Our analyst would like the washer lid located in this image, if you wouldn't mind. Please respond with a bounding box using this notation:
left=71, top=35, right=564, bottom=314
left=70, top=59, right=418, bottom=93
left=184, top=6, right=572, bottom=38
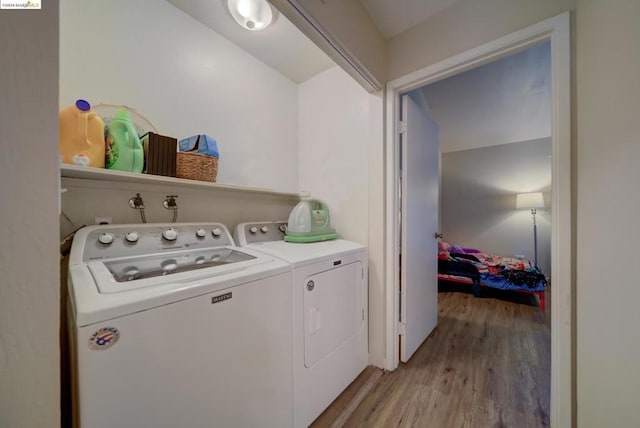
left=242, top=239, right=366, bottom=267
left=87, top=247, right=262, bottom=294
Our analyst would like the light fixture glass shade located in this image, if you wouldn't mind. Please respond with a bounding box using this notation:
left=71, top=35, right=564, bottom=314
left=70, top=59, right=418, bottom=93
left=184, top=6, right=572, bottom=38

Description of the task ::
Please arrange every line of the entries above as a numbered list, skipping blank lines and leaving out the pictures.

Written response ::
1. Our analyst would like the washer lid located in this image, if you wouldn't mind. Please respond with a bounding box using this notation:
2. left=71, top=35, right=564, bottom=314
3. left=70, top=59, right=418, bottom=93
4. left=184, top=6, right=572, bottom=38
5. left=242, top=239, right=366, bottom=267
6. left=87, top=247, right=262, bottom=294
7. Our analyst would like the light fixture glass shade located in this image, if you wouldn't mind. Please respond with a bounding box using this notation:
8. left=71, top=35, right=564, bottom=314
9. left=70, top=59, right=418, bottom=93
10. left=184, top=6, right=572, bottom=38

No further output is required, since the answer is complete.